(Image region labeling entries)
--
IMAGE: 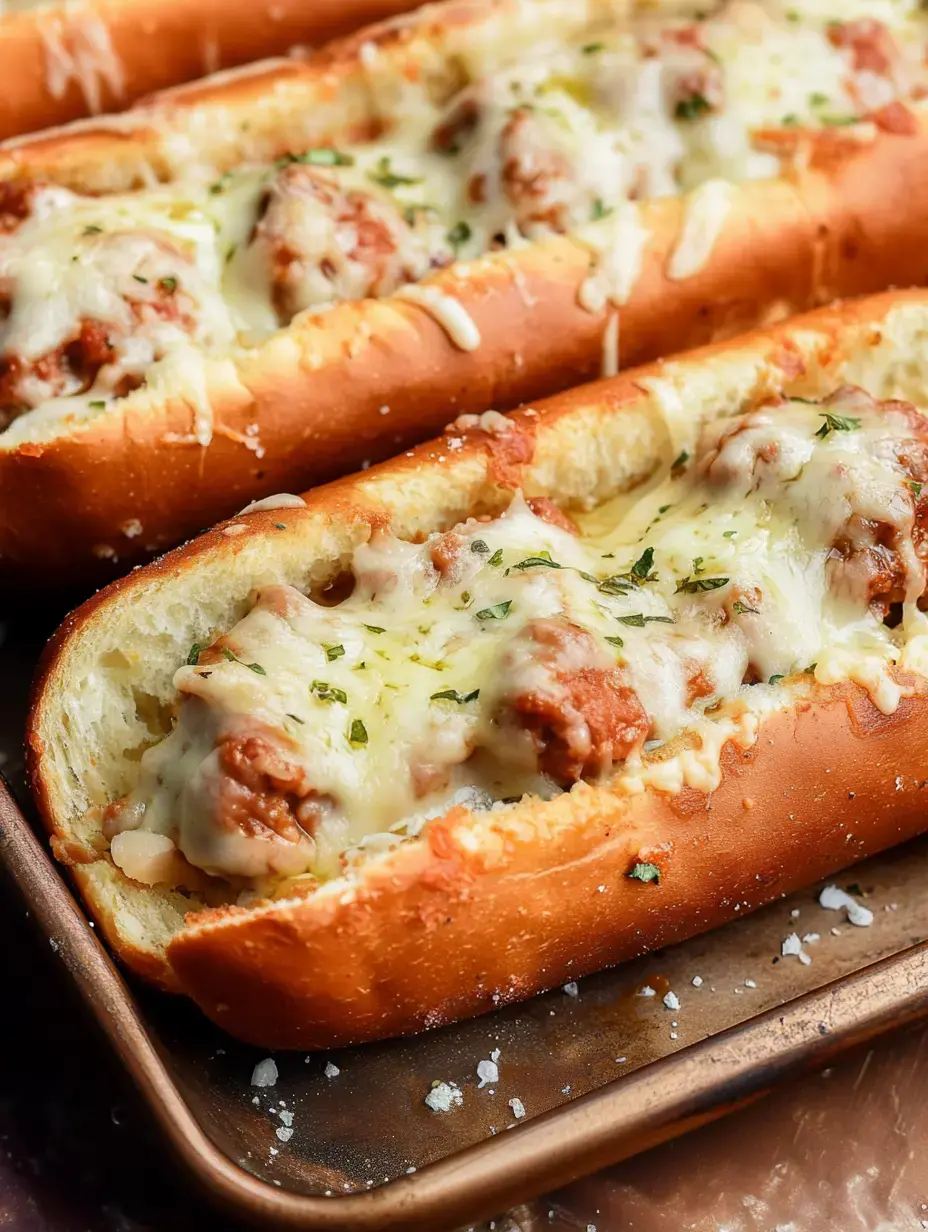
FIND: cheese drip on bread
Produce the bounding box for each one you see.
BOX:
[0,0,928,431]
[105,388,928,890]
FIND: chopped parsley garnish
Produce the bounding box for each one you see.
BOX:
[616,612,673,628]
[674,577,731,595]
[673,94,712,120]
[309,680,348,706]
[447,218,472,255]
[596,573,632,595]
[222,646,267,676]
[275,145,355,170]
[476,599,513,620]
[367,154,421,188]
[816,410,860,441]
[631,547,654,582]
[513,553,563,569]
[429,689,481,706]
[626,860,661,885]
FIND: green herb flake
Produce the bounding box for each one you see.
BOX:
[596,573,632,595]
[447,218,472,256]
[674,577,731,595]
[476,599,513,621]
[429,689,481,706]
[616,612,673,628]
[626,860,661,886]
[309,680,348,706]
[631,547,654,582]
[816,410,860,441]
[513,553,563,569]
[367,154,421,190]
[673,94,712,121]
[818,116,859,128]
[275,145,355,170]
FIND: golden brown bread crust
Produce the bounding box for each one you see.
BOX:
[168,681,928,1048]
[9,117,928,586]
[0,0,415,139]
[0,0,928,586]
[27,292,928,1047]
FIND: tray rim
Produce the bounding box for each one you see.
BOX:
[0,775,928,1232]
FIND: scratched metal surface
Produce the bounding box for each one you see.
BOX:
[0,593,928,1232]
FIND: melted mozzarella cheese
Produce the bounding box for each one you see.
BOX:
[7,0,928,433]
[104,394,928,878]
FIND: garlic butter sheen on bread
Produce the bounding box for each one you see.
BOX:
[9,0,928,585]
[28,292,928,1047]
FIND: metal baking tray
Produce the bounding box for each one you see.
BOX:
[0,604,928,1232]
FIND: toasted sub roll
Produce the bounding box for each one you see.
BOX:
[7,0,928,585]
[27,292,928,1048]
[0,0,423,139]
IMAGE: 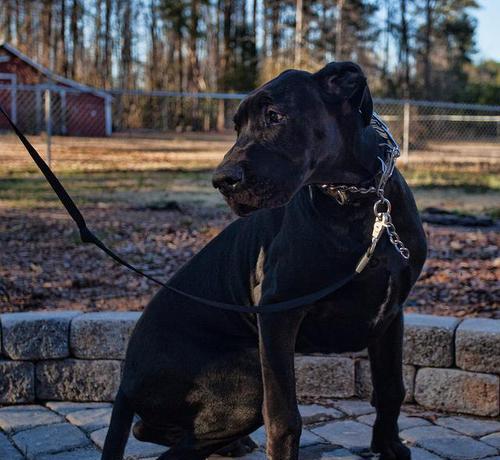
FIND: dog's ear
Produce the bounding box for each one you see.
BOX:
[314,62,373,126]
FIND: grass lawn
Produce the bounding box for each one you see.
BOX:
[0,164,500,218]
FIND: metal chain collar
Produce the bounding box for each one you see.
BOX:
[320,112,410,273]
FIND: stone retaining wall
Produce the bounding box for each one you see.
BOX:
[0,311,500,417]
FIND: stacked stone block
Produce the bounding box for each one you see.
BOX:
[0,312,500,417]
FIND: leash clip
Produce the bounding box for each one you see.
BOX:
[356,212,390,274]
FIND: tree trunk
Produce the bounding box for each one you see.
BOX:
[102,0,113,88]
[294,0,303,67]
[400,0,410,99]
[70,0,80,79]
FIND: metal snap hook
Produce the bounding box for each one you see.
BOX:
[373,197,391,215]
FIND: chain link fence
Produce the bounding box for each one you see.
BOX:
[0,82,500,168]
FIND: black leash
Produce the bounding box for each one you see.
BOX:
[0,106,357,313]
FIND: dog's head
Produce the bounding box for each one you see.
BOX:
[213,62,373,215]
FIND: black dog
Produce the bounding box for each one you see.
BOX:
[103,63,426,460]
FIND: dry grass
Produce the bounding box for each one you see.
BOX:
[0,133,500,216]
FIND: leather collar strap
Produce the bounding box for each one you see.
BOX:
[0,106,357,313]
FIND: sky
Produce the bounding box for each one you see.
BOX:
[473,0,500,61]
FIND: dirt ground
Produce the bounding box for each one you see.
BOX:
[0,205,500,318]
[0,135,500,318]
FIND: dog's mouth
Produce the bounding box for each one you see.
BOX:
[223,187,293,217]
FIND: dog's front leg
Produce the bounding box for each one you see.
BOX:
[259,309,304,460]
[368,311,411,460]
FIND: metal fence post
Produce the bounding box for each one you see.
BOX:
[45,86,52,168]
[401,101,410,164]
[217,99,226,131]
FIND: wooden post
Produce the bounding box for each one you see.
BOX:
[10,75,17,123]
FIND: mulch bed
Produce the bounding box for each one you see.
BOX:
[0,207,500,318]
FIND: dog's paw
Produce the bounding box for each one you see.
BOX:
[216,436,257,457]
[372,440,411,460]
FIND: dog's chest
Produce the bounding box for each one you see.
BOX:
[296,279,399,353]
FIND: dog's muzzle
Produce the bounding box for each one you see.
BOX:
[212,165,245,196]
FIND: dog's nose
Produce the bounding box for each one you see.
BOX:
[212,166,244,193]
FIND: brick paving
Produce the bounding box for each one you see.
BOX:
[0,400,500,460]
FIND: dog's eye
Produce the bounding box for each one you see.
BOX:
[267,110,285,125]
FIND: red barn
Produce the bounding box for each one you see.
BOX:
[0,43,112,136]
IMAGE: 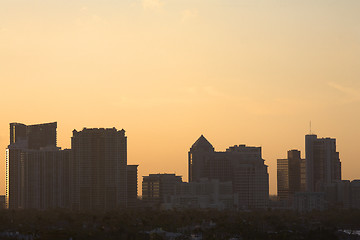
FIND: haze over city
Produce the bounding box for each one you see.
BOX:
[0,0,360,194]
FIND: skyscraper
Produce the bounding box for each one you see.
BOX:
[71,128,127,210]
[277,150,305,200]
[6,122,70,209]
[305,134,341,192]
[189,135,269,208]
[126,165,139,208]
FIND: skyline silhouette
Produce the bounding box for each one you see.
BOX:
[0,0,360,197]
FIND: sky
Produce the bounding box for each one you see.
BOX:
[0,0,360,195]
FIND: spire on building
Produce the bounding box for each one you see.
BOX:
[191,135,214,151]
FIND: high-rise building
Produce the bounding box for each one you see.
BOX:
[6,122,70,209]
[277,150,305,200]
[189,135,269,208]
[126,165,139,208]
[305,134,341,192]
[142,173,182,206]
[10,122,57,150]
[71,128,127,210]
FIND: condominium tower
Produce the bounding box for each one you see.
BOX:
[305,134,341,192]
[189,135,269,208]
[277,150,305,200]
[6,122,70,209]
[71,128,127,210]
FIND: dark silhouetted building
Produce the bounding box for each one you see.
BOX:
[6,122,70,209]
[71,128,127,210]
[189,135,269,208]
[305,134,341,192]
[126,165,139,208]
[162,178,239,210]
[10,122,57,150]
[277,150,305,200]
[142,173,182,207]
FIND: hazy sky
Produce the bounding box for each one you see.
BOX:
[0,0,360,194]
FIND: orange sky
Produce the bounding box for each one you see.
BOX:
[0,0,360,194]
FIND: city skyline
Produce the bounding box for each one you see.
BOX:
[0,0,360,194]
[3,122,360,196]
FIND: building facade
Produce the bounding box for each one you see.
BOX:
[188,135,269,209]
[162,179,238,210]
[142,173,182,207]
[126,165,139,208]
[6,122,70,209]
[277,150,305,201]
[305,134,341,192]
[71,128,127,210]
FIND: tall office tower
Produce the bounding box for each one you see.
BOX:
[277,150,305,200]
[126,165,139,208]
[71,128,127,210]
[6,122,70,209]
[10,122,57,150]
[189,135,269,208]
[305,134,341,192]
[142,173,182,206]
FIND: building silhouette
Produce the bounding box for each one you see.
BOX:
[142,173,182,207]
[126,165,139,208]
[6,122,70,209]
[71,128,127,210]
[162,178,238,210]
[277,150,305,201]
[305,134,341,192]
[188,135,269,208]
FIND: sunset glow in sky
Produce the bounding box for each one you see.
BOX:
[0,0,360,195]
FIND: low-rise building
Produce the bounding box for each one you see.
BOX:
[162,179,238,210]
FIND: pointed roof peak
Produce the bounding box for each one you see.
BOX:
[191,134,214,151]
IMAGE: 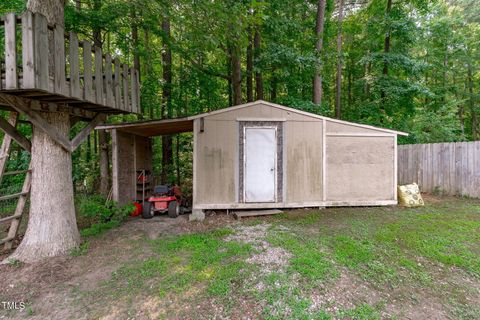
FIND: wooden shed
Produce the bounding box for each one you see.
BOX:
[101,101,407,219]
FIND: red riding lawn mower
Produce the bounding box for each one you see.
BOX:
[142,185,188,219]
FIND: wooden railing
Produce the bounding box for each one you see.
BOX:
[0,11,140,113]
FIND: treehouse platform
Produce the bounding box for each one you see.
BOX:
[0,11,140,114]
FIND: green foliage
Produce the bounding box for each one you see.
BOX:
[107,229,251,297]
[76,195,135,237]
[69,241,90,257]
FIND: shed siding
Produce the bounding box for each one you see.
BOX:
[112,130,135,205]
[327,120,393,135]
[112,130,152,205]
[285,120,323,203]
[194,119,237,204]
[194,104,323,206]
[327,136,396,201]
[205,103,321,122]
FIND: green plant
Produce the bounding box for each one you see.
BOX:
[69,241,90,257]
[7,259,23,268]
[77,195,135,237]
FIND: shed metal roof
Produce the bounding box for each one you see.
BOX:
[96,100,408,137]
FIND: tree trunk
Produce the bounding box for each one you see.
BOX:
[8,112,80,262]
[7,0,80,262]
[467,63,478,140]
[247,30,253,102]
[335,0,343,119]
[230,45,242,105]
[380,0,393,112]
[161,17,173,183]
[313,0,326,104]
[253,27,263,100]
[270,68,277,102]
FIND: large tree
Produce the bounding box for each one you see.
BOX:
[8,0,80,262]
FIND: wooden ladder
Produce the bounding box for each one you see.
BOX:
[0,112,32,250]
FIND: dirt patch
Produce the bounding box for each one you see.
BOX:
[0,214,235,319]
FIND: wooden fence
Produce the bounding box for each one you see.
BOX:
[0,11,140,113]
[398,141,480,198]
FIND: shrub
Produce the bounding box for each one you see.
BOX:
[76,195,135,236]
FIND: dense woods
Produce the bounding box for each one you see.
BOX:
[0,0,480,193]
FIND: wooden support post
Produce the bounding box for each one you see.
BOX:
--
• [Given instruction]
Copy the lines of the material above word for word, starting at the line with "FIND: dog's muzzle" and ending at the line with "[267,110,285,125]", both of those lines included.

• [Exercise result]
FIND: dog's muzzle
Produce the bounding box for each one you see.
BOX:
[212,165,245,196]
FIND: dog's nose
Produce the bounding box for each one you see.
BOX:
[212,166,244,193]
FIND: brick paving
Produce the bounding box for each one you see.
BOX:
[0,400,500,460]
FIND: dog's eye
Produce the bounding box for each one you see.
BOX:
[267,110,285,125]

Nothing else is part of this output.